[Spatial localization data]
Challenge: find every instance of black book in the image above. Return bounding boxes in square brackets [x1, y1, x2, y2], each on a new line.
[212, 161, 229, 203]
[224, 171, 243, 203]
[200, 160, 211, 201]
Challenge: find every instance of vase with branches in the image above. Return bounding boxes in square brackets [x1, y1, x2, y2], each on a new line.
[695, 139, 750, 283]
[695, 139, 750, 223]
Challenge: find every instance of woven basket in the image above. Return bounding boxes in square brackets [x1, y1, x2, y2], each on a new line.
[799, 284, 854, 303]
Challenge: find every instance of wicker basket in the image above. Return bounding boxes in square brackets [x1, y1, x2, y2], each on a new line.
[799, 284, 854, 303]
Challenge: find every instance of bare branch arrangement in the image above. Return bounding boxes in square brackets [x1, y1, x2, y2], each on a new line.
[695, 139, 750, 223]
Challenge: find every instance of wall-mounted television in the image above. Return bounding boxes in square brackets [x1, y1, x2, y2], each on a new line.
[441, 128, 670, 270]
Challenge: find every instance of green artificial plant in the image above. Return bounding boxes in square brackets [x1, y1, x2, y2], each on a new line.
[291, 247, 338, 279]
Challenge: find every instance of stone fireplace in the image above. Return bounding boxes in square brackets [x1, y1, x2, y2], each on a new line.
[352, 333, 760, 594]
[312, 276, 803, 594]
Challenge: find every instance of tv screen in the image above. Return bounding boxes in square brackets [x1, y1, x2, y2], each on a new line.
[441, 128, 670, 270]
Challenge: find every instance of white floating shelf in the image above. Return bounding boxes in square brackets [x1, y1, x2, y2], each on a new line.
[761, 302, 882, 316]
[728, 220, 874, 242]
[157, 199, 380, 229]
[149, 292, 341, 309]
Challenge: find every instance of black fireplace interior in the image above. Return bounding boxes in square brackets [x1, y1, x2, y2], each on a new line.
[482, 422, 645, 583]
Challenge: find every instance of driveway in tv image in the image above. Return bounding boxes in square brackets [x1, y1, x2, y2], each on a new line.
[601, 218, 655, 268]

* **Exercise prompt**
Going from the line that has "Challenge: find every instance of white" through the last line of the entries, retype each line exactly as given and add nothing.

* **The answer**
Challenge: find every instance of white floating shelf in the image above. Return bounding boxes in square brackets [x1, y1, x2, y2], each on a new line.
[761, 302, 882, 316]
[728, 220, 874, 242]
[157, 199, 380, 229]
[149, 292, 341, 309]
Challenge: find every instance of black fireplace interior in the image above. Return bounding boxes in square brackets [x1, y1, x2, y2], each on a new line.
[482, 422, 645, 583]
Challenge: find every instance of driveway in tv image in the image above. Return bounding boxes in square brackets [x1, y1, x2, y2], each on a new line.
[601, 218, 655, 268]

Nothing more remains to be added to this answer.